## TASK REQUIREMENTS
All that is wanted is an exact copy of the line containing "Where on it might I find the tall" and the lines after it, through the end of the records.

## RECORDS FOR THE EXERCISE
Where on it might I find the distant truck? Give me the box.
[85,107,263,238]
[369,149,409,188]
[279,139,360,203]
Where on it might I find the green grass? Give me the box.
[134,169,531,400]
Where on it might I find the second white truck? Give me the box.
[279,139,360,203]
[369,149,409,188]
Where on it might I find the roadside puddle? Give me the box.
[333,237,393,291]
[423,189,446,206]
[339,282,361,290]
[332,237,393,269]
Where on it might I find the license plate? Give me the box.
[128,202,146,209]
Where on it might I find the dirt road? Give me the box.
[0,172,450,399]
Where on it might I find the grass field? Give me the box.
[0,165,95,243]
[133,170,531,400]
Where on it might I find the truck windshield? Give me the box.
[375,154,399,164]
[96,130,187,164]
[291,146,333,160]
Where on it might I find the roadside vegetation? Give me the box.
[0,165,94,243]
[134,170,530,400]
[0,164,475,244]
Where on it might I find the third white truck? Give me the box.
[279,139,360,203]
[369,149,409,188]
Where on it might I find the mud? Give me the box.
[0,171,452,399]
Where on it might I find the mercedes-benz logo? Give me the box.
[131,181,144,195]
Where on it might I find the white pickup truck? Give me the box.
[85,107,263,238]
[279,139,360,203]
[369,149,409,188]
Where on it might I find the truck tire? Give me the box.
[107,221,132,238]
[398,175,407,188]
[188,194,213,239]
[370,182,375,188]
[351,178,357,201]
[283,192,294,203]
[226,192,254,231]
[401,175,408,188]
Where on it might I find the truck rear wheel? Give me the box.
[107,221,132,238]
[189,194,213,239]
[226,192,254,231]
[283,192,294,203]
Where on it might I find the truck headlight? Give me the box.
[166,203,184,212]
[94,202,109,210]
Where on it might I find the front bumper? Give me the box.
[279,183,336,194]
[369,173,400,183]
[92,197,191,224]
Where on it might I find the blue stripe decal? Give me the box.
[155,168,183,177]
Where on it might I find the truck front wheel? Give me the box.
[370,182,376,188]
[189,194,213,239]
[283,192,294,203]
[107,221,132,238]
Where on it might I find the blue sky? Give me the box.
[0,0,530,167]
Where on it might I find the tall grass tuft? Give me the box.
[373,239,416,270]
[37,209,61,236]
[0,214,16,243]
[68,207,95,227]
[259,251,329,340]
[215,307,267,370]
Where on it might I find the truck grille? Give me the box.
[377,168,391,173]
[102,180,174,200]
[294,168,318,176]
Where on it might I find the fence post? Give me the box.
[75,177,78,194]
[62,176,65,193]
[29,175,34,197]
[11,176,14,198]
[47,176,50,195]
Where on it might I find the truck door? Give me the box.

## ANSWER TO THE EXERCISE
Where on it might I find the tall grass tuft? Give me the box.
[373,239,416,270]
[37,209,61,236]
[0,214,16,243]
[68,207,95,227]
[259,251,329,340]
[215,307,267,370]
Where on it might I find the truck grille? Give me the box.
[377,168,391,173]
[102,180,174,200]
[294,168,318,176]
Where on it might I find the fence post? Give me the box.
[75,177,78,194]
[62,176,65,193]
[29,175,34,197]
[11,176,14,198]
[47,176,50,195]
Where on it might I find the truck door? Give me the box.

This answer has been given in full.